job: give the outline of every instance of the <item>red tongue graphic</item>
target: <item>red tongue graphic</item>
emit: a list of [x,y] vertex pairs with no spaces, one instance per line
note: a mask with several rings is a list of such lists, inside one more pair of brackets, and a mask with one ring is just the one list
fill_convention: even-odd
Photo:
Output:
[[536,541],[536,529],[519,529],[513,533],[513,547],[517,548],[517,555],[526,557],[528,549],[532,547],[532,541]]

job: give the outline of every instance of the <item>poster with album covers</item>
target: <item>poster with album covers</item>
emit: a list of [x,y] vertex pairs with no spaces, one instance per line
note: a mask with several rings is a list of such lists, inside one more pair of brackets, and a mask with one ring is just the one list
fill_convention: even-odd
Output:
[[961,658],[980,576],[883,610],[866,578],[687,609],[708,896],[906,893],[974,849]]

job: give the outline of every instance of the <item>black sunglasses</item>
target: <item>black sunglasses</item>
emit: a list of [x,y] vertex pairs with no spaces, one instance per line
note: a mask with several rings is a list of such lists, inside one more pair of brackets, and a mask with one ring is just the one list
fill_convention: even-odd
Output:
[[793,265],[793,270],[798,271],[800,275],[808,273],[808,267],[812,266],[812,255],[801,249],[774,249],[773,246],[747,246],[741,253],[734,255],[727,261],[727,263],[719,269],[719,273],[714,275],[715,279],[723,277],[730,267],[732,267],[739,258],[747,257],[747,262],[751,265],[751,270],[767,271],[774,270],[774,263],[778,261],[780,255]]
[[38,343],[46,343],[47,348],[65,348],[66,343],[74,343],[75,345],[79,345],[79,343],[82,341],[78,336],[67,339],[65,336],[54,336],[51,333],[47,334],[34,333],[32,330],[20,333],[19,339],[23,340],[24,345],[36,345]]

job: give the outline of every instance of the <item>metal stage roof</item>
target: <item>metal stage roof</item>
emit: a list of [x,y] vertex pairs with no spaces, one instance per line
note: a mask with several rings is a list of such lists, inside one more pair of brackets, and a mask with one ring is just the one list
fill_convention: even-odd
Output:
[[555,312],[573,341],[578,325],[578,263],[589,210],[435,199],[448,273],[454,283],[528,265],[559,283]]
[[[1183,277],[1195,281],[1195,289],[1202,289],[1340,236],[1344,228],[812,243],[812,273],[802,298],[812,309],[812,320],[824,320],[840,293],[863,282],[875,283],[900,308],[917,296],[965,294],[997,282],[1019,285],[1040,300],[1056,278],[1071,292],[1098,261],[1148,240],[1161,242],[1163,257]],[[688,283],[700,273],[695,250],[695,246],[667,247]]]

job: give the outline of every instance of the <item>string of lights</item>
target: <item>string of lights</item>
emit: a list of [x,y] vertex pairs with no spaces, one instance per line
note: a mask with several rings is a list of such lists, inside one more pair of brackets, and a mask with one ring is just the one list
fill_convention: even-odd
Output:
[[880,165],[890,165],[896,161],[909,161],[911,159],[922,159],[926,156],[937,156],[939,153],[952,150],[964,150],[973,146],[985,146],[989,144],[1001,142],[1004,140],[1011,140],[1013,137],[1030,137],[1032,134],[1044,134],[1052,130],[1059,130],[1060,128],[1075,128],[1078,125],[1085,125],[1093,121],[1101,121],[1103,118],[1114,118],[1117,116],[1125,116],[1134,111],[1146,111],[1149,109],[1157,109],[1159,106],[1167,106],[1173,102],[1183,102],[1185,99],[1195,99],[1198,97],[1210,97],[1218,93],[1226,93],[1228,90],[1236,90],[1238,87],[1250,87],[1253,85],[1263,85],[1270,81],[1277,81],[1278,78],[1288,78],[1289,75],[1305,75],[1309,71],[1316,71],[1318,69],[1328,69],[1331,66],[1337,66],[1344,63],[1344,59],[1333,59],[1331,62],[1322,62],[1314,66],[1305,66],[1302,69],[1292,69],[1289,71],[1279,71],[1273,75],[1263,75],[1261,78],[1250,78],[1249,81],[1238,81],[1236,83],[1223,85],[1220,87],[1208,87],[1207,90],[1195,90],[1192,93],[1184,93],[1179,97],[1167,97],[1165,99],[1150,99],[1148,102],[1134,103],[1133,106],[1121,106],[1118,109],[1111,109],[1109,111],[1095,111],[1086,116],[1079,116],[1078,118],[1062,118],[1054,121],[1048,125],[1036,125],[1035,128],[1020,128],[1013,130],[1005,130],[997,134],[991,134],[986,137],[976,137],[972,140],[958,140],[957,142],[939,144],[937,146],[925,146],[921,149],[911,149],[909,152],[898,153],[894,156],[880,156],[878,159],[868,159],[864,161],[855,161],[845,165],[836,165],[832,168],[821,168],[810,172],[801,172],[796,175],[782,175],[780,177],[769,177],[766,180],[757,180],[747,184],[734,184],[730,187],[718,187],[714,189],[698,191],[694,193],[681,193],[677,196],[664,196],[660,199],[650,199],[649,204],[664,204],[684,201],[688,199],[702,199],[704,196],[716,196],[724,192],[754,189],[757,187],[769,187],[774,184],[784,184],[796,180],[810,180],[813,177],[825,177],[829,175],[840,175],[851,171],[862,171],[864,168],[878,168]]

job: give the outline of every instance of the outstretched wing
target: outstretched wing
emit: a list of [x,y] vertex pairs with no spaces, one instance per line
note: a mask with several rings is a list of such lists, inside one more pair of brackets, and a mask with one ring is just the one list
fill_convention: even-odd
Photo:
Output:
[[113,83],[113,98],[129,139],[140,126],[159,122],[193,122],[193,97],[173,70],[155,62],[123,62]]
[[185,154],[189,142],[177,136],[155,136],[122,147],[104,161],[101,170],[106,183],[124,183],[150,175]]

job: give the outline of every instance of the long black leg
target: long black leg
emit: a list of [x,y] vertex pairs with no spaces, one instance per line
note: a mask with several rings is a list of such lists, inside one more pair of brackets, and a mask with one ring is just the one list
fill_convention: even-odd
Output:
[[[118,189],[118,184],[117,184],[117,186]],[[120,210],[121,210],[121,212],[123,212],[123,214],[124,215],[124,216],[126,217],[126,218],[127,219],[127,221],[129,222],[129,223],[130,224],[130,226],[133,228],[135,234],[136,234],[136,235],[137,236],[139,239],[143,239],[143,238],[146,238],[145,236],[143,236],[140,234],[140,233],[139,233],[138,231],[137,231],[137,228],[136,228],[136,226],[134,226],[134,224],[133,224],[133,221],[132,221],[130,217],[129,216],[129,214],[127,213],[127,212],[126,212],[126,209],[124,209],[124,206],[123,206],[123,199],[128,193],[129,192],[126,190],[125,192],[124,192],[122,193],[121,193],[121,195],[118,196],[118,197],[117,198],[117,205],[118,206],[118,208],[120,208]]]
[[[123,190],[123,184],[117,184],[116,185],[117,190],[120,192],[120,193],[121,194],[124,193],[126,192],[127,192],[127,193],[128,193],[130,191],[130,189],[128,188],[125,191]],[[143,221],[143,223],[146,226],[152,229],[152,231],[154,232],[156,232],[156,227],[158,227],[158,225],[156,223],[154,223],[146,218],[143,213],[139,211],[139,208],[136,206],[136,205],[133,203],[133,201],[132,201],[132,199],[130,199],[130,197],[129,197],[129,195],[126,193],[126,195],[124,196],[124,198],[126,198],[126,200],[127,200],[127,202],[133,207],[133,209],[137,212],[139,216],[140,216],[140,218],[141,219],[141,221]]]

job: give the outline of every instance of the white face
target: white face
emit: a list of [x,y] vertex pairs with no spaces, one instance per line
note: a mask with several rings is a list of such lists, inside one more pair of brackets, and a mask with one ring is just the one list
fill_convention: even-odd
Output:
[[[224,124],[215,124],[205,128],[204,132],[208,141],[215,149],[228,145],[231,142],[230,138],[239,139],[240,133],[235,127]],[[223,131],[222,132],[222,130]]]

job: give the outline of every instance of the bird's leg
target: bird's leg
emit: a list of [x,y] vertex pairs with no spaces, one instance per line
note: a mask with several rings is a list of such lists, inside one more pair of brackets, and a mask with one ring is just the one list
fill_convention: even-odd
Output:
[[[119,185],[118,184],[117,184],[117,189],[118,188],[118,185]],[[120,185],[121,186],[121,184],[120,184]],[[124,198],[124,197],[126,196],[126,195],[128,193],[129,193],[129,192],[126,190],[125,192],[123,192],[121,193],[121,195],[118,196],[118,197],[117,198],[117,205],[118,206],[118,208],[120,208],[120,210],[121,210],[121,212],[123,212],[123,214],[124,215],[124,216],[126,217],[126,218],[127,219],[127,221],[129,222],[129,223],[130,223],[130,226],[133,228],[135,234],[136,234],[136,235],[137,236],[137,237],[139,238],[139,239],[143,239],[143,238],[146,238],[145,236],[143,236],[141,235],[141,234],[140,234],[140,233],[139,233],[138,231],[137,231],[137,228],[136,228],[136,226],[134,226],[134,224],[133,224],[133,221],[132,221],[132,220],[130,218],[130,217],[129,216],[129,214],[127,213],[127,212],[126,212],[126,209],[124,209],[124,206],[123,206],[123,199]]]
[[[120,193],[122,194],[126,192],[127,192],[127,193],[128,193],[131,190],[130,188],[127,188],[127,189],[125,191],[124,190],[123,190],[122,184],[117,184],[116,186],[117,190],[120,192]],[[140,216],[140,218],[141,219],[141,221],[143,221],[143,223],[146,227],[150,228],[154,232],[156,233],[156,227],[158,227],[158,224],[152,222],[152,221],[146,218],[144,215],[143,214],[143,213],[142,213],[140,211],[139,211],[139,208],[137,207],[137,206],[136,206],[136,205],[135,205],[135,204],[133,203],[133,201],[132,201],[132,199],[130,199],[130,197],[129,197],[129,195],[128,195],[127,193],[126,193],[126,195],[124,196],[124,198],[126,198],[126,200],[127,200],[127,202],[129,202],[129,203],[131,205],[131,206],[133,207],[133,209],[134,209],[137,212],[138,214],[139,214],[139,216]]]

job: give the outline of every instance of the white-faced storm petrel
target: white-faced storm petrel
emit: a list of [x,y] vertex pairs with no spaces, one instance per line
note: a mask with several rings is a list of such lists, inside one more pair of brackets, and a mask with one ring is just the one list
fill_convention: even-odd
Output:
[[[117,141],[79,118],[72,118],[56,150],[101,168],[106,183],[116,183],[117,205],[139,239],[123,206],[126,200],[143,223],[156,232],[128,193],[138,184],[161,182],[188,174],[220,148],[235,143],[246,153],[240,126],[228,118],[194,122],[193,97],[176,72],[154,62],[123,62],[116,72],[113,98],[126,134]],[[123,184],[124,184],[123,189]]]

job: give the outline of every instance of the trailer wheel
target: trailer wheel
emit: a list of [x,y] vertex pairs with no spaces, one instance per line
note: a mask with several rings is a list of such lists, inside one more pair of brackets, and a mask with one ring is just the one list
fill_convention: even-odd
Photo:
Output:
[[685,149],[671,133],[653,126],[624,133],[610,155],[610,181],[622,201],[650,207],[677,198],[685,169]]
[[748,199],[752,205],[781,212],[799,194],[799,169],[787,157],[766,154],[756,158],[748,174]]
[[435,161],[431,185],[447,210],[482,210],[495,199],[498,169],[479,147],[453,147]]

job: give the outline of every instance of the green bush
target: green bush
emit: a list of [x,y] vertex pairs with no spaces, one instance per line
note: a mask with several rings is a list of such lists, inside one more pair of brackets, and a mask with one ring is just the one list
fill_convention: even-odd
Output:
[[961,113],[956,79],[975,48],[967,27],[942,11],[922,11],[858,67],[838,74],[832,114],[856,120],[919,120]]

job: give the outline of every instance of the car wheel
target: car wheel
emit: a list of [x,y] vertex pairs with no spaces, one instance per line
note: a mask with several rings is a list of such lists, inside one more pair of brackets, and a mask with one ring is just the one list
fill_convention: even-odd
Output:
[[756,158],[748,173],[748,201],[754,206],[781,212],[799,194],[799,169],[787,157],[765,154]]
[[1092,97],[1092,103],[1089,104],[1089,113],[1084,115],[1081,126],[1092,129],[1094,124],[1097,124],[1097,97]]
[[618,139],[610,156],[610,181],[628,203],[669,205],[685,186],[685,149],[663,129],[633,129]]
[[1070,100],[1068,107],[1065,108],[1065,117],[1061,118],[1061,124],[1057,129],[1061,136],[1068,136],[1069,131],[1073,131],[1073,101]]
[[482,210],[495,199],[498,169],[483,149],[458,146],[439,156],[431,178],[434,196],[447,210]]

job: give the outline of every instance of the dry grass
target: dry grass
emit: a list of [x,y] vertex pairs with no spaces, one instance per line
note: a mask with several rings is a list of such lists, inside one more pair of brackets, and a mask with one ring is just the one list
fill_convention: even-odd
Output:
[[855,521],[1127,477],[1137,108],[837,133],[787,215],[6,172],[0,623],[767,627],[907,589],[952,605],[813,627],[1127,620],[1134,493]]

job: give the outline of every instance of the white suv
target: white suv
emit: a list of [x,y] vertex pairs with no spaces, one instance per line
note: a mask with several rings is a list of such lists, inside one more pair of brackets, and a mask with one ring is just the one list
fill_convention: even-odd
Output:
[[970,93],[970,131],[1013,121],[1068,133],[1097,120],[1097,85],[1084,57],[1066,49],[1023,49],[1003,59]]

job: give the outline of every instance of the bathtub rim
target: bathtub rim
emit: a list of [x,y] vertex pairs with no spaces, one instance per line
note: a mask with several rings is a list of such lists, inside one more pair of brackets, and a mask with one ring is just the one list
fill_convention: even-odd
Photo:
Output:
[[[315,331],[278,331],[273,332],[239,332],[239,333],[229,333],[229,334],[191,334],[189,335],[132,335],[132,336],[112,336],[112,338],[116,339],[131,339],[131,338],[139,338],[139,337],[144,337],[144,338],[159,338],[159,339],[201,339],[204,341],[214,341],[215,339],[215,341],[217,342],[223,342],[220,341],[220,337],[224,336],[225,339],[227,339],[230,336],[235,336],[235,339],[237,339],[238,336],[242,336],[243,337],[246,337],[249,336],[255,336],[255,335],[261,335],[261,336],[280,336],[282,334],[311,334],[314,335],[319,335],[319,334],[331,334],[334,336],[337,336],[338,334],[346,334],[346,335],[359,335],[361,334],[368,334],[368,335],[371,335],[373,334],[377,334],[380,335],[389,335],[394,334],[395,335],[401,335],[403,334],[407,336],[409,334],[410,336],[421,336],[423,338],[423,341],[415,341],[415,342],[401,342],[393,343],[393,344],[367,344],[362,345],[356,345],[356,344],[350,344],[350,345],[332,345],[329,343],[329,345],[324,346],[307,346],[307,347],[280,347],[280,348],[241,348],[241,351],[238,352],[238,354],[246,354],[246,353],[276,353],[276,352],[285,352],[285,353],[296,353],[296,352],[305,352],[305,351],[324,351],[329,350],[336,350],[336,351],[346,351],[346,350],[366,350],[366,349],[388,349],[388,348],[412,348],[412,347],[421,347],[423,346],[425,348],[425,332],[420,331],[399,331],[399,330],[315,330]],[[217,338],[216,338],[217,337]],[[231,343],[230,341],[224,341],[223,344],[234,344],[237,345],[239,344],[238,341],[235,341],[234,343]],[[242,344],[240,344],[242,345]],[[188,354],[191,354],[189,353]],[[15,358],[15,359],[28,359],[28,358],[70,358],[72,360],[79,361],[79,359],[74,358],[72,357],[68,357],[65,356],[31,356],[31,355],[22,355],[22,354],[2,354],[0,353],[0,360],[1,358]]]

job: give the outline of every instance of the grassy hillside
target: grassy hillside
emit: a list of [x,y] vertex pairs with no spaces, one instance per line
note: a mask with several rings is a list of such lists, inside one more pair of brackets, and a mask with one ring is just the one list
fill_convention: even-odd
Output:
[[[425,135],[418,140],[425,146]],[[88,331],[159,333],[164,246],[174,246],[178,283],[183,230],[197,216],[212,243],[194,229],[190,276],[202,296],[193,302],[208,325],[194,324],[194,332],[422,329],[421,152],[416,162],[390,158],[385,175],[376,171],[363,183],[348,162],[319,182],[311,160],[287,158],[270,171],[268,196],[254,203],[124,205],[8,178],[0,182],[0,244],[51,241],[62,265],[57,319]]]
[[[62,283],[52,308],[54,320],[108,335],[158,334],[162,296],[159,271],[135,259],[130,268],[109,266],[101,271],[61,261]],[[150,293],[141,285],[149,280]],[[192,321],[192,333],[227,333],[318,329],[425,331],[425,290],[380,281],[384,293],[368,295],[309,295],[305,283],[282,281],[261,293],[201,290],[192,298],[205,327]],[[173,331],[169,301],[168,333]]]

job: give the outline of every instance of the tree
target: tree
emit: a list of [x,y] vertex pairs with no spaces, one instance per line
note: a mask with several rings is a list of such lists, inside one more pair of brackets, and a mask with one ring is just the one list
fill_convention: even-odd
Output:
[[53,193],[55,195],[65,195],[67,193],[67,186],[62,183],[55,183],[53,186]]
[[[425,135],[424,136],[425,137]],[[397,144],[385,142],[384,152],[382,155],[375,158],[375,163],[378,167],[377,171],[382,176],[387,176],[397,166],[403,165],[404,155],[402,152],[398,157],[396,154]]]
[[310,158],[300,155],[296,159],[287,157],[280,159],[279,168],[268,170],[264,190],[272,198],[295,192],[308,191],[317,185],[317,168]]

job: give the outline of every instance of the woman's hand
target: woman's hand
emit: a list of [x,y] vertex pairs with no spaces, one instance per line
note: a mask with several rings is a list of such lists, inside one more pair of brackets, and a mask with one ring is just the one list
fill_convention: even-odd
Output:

### [Task goal]
Pull out every line of the listing above that contains the word "white".

### [Response to the task]
job: give the outline of every instance of the white face
target: white face
job: give the outline of every instance of the white-faced storm petrel
target: white-faced storm petrel
job: give the outline of every instance of the white suv
target: white suv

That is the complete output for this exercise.